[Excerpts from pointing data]

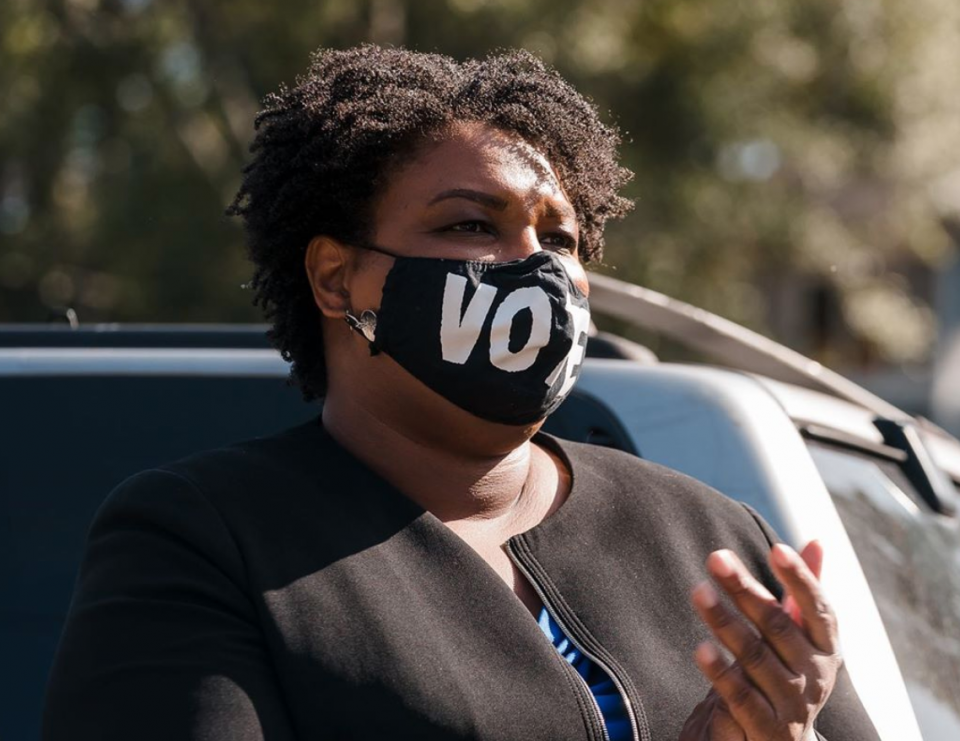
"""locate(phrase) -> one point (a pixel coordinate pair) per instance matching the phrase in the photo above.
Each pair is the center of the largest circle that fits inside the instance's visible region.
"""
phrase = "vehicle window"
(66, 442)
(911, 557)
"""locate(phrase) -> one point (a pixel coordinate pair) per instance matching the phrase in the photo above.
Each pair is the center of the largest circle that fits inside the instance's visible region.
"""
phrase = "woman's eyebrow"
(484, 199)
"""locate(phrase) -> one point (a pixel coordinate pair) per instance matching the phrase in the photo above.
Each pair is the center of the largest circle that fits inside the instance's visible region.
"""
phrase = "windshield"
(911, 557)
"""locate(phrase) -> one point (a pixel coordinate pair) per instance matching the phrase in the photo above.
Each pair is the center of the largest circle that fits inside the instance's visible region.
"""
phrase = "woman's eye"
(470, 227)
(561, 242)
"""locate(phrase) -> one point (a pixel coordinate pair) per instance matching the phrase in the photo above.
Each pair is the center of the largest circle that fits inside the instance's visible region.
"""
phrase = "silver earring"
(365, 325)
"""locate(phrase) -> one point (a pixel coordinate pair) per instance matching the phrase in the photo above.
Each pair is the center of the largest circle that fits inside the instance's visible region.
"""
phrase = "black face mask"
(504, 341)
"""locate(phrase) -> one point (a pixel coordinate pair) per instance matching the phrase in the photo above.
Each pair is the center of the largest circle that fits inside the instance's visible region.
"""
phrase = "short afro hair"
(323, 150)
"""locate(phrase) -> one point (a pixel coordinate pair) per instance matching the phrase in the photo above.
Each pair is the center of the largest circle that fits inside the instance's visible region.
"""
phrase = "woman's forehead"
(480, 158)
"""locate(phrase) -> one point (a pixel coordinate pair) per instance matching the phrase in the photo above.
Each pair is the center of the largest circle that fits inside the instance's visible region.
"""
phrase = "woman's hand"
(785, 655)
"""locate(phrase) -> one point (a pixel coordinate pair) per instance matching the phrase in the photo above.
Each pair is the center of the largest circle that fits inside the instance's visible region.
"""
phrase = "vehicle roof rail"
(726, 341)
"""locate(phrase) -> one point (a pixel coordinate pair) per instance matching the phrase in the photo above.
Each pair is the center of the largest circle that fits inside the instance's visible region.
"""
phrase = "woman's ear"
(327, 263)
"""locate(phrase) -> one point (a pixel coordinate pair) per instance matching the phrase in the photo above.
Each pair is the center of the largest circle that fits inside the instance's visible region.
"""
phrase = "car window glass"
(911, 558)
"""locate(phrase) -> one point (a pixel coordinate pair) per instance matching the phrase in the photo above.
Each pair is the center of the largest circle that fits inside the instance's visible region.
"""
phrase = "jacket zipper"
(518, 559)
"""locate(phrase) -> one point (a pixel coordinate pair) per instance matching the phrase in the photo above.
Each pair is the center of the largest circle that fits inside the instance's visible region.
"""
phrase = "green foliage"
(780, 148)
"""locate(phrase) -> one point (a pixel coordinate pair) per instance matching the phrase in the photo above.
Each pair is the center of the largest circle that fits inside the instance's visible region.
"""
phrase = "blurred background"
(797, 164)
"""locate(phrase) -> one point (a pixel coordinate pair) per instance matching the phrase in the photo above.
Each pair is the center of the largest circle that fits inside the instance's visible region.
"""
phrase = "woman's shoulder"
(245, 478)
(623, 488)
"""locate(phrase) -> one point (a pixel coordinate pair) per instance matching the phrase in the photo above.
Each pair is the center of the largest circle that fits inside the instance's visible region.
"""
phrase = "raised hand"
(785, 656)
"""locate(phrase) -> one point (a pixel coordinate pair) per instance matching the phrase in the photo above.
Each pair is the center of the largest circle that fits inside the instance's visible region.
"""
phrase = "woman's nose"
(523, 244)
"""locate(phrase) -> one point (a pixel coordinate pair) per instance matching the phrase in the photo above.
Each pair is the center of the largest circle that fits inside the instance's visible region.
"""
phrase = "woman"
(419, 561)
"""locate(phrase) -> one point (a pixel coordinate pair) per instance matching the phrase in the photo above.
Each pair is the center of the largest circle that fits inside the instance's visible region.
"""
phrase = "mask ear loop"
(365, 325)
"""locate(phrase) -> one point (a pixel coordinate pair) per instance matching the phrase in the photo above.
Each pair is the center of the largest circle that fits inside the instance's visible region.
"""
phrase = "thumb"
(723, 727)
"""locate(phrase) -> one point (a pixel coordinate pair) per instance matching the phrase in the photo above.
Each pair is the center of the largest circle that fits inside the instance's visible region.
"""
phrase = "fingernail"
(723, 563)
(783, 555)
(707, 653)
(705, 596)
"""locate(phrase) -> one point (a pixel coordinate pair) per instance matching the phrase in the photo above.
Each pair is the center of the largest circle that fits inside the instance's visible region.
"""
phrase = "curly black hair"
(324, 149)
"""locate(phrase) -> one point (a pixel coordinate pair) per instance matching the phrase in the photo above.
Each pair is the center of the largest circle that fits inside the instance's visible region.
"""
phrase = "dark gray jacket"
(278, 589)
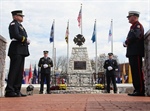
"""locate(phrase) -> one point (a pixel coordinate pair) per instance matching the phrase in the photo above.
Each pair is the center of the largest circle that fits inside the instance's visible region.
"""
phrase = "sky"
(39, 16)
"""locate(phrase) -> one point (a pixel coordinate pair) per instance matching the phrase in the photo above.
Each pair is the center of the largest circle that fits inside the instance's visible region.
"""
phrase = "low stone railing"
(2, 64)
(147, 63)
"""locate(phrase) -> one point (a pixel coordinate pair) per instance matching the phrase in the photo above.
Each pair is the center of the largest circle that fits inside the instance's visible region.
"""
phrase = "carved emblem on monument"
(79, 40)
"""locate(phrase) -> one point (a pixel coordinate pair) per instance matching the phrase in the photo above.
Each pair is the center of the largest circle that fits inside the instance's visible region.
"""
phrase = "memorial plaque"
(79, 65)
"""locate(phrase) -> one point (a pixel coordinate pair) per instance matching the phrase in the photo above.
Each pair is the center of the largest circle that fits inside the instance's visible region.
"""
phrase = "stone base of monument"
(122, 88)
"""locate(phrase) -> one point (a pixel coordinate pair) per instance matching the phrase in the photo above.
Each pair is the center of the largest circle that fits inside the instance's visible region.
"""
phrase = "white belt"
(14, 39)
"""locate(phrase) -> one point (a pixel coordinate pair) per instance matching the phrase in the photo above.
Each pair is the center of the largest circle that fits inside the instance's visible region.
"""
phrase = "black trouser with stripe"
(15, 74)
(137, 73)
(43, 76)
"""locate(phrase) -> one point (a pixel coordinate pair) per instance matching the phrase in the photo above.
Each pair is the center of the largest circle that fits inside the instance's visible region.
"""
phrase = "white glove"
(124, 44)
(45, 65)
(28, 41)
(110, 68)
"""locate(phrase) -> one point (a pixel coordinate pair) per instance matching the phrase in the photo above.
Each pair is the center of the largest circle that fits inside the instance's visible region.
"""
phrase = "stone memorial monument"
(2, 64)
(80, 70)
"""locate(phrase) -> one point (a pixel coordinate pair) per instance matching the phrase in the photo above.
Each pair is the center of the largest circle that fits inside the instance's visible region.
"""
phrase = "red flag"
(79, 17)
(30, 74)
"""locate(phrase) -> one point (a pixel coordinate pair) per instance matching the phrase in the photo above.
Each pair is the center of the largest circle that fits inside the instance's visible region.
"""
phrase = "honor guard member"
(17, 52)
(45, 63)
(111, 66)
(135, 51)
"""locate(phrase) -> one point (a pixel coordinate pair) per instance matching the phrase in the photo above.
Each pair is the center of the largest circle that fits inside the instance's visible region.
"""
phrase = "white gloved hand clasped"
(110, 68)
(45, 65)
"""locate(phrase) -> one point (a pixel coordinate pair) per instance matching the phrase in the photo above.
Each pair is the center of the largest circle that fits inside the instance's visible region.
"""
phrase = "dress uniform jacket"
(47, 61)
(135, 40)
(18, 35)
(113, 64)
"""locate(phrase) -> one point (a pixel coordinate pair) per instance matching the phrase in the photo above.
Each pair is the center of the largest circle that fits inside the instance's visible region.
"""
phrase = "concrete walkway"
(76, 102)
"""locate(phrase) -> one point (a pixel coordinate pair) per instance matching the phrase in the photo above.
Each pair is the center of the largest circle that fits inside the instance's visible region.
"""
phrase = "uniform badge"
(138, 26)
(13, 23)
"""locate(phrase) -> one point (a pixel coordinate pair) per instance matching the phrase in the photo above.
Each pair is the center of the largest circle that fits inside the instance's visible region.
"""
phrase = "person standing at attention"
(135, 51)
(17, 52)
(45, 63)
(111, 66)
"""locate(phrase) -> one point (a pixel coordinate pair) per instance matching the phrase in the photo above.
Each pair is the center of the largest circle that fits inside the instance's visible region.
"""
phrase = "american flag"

--

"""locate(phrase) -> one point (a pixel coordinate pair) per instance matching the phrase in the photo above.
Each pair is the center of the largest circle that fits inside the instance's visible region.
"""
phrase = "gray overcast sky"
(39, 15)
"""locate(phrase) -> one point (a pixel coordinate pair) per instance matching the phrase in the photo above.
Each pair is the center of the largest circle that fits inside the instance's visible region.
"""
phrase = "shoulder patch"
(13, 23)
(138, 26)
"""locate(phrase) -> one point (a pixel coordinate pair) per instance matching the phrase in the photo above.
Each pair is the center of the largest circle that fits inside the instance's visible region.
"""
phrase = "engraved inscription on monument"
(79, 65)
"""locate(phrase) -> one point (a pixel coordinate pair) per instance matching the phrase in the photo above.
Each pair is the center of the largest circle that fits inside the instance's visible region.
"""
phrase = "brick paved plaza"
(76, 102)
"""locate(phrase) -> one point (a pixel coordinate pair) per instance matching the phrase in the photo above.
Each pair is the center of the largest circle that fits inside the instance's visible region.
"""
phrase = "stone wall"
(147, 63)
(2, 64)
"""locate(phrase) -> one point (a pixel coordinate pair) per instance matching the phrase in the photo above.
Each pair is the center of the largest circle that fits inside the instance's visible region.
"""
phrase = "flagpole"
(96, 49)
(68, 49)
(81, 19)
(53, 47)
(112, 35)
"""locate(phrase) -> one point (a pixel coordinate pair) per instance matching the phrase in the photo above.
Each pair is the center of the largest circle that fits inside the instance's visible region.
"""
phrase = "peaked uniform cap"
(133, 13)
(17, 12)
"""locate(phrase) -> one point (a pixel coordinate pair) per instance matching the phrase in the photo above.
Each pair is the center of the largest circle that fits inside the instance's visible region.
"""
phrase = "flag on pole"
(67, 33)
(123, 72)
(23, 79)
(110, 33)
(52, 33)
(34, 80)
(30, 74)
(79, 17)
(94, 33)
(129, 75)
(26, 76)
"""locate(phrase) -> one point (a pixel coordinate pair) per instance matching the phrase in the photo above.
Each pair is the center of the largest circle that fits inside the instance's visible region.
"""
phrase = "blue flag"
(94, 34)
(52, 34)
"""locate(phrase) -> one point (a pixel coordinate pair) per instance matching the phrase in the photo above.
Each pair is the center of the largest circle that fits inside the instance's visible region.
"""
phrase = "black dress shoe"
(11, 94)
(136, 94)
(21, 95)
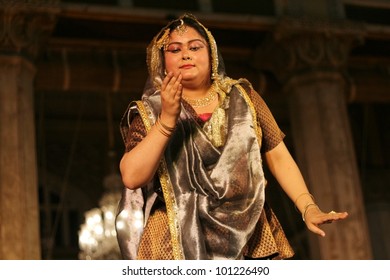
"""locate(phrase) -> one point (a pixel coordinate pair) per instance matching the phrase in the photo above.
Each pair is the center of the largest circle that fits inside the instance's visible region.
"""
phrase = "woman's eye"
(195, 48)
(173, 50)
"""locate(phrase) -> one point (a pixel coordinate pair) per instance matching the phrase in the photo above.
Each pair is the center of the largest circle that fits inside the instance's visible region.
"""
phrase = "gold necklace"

--

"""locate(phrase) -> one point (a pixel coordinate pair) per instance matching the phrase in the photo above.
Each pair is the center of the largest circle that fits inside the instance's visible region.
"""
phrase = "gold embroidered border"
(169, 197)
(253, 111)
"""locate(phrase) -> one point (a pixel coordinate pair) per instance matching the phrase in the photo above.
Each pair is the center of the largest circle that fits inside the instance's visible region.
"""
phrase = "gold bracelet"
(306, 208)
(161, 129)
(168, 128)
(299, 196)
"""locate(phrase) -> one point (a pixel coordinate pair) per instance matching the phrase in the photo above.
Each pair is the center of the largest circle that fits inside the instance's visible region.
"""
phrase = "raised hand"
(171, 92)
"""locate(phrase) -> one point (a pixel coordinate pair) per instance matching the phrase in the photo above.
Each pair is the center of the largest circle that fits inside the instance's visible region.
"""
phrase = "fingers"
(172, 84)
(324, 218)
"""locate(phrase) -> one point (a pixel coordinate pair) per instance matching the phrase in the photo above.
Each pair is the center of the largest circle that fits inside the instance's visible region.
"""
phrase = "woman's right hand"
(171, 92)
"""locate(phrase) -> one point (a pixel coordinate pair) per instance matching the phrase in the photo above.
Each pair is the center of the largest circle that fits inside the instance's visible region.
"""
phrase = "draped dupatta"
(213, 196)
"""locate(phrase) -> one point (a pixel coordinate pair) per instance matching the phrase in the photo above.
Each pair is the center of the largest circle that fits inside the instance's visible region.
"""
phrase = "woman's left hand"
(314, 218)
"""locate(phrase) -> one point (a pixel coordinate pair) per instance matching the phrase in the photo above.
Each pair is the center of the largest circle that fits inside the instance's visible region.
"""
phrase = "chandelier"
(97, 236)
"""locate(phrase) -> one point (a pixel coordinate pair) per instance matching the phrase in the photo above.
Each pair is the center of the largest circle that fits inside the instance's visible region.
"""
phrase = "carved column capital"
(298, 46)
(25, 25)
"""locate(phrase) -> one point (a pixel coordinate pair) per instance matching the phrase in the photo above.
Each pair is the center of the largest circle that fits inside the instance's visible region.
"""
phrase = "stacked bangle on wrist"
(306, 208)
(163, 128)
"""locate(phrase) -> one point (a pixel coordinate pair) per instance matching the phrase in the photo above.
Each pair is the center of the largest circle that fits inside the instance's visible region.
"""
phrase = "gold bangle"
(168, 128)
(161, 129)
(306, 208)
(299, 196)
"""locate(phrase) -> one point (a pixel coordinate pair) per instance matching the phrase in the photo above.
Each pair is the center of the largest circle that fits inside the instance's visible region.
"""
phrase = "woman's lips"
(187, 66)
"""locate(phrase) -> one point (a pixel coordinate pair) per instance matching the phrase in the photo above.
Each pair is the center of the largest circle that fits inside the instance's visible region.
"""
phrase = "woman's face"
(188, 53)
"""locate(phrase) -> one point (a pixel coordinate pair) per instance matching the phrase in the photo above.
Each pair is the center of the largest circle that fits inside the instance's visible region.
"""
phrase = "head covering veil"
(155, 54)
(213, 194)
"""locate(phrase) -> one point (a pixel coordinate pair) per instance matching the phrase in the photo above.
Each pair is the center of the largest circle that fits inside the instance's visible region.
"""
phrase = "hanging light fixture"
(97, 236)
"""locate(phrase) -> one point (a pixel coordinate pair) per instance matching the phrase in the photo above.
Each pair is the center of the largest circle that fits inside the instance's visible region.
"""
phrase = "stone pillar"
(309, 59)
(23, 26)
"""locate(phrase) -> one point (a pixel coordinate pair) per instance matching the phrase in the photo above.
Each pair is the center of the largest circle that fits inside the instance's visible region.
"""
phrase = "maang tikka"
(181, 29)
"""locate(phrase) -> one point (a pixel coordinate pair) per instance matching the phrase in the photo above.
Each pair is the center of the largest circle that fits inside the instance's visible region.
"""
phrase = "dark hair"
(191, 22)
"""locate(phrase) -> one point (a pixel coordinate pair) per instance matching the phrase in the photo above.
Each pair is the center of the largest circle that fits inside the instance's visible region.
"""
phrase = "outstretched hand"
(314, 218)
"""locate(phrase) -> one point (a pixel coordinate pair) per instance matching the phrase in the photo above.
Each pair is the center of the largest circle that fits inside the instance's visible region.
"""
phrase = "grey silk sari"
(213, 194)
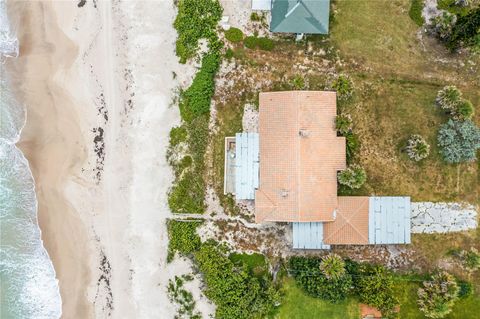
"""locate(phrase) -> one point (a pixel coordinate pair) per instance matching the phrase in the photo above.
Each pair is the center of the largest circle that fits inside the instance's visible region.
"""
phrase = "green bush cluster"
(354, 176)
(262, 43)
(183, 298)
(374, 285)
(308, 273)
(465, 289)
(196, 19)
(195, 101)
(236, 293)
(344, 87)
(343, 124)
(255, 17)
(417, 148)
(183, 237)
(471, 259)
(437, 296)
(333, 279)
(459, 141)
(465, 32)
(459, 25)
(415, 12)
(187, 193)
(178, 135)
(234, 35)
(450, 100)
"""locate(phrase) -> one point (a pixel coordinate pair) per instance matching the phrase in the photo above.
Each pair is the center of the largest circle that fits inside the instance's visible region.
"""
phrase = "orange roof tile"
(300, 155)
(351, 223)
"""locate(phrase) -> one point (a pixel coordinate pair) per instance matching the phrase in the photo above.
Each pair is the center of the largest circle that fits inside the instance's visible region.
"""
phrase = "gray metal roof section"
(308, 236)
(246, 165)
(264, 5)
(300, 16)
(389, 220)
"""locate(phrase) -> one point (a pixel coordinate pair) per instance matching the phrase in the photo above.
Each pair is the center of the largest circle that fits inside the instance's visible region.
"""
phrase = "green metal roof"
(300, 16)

• **Set task**
Pick out every line in the listing above that has the word "gold" in it, and copy each of those lines.

• **Response to the exercise**
phrase = "gold necklace"
phrase = "gold embroidered border"
phrase = "gold bracelet"
phrase = "gold bangle"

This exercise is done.